:: EXERCISE AIM ::
Could you repeat the court opinion excerpt on divorce and child custody below, word for word and in full?

:: SELECTED EXCERPT ::
>> start

Divorce; custody of child, etc. Richmond Superior Court. Before Judge Hardin.
ALMAND, Justice.
In an action for divorce by the wife on the ground of cruel treatment and a cross-action by the husband on the ground of adultery in which both prayed for custody of their minor child, and a divorce was granted on the husband's cross-petition, there being no evidence to show that the party not in default, the husband, had forfeited, by his alleged cruel treatment, his prima facie right to custody of the child, the court erred in awarding the child to its maternal grandparents.
This writ of error presents but one question: In an action for divorce by the wife on the ground of cruel treatment and a cross-action by the husband on the ground of adultery in which both prayed for the custody of their minor child, and a divorce is granted on the husband's cross-petition, did the court err in awarding the child to its maternal grandparents?

>> end

:: MATERIAL SHOWN ::
>> start

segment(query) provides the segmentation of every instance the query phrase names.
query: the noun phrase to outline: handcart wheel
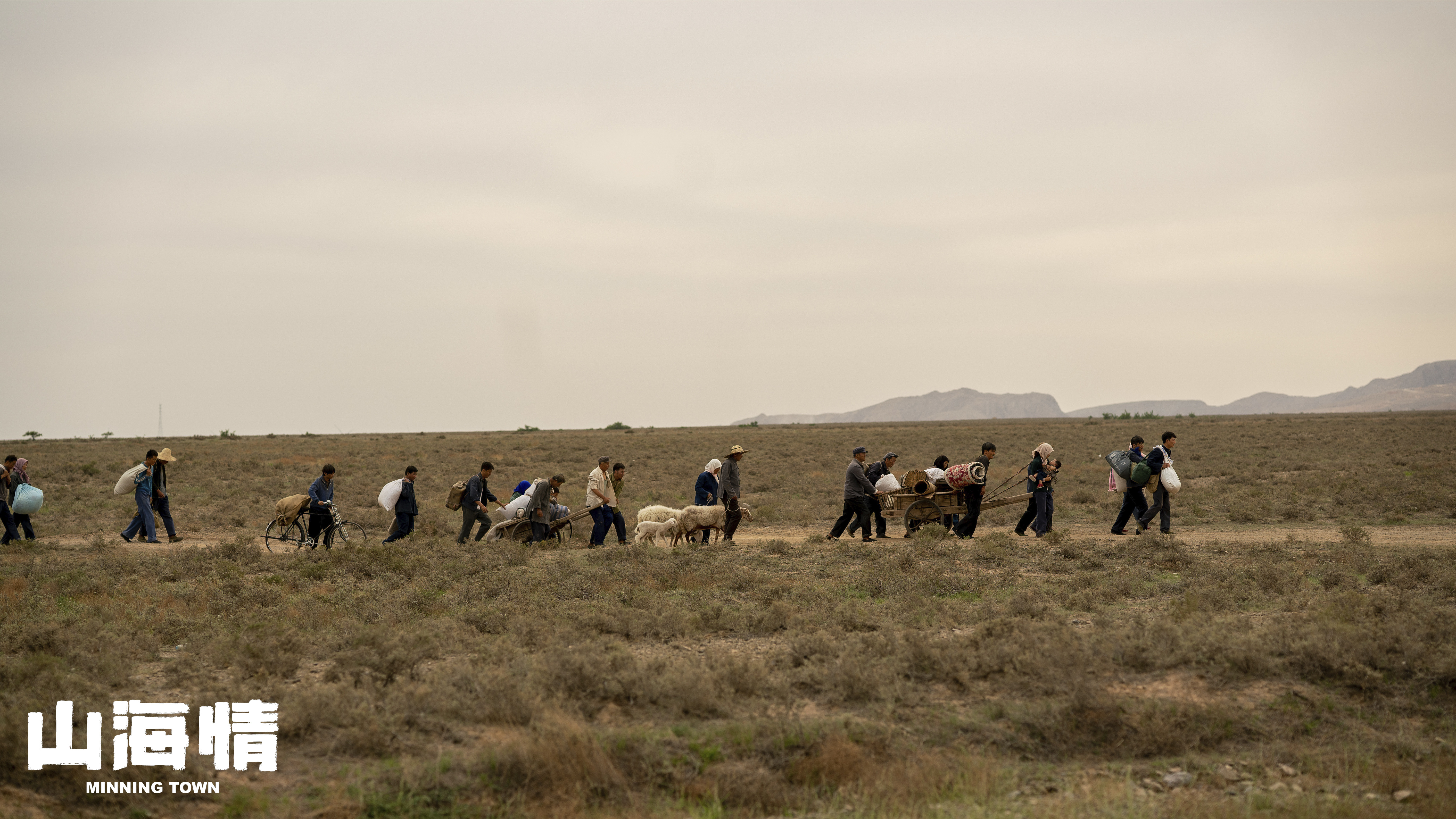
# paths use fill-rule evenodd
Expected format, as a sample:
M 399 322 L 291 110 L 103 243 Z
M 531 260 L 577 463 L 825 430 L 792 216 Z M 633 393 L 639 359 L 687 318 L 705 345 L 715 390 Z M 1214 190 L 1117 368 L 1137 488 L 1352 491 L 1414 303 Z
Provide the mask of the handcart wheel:
M 942 516 L 941 506 L 935 500 L 922 498 L 906 508 L 906 531 L 911 531 L 917 525 L 938 524 Z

>> end

:: FULL ANSWER ::
Divorce; custody of child, etc. Richmond Superior Court. Before Judge Hardin.
ALMAND, Justice.
In an action for divorce by the wife on the ground of cruel treatment and a cross-action by the husband on the ground of adultery in which both prayed for custody of their minor child, and a divorce was granted on the husband's cross-petition, there being no evidence to show that the party not in default, the husband, had forfeited, by his alleged cruel treatment, his prima facie right to custody of the child, the court erred in awarding the child to its maternal grandparents.
This writ of error presents but one question: In an action for divorce by the wife on the ground of cruel treatment and a cross-action by the husband on the ground of adultery in which both prayed for the custody of their minor child, and a divorce is granted on the husband's cross-petition, did the court err in awarding the child to its maternal grandparents?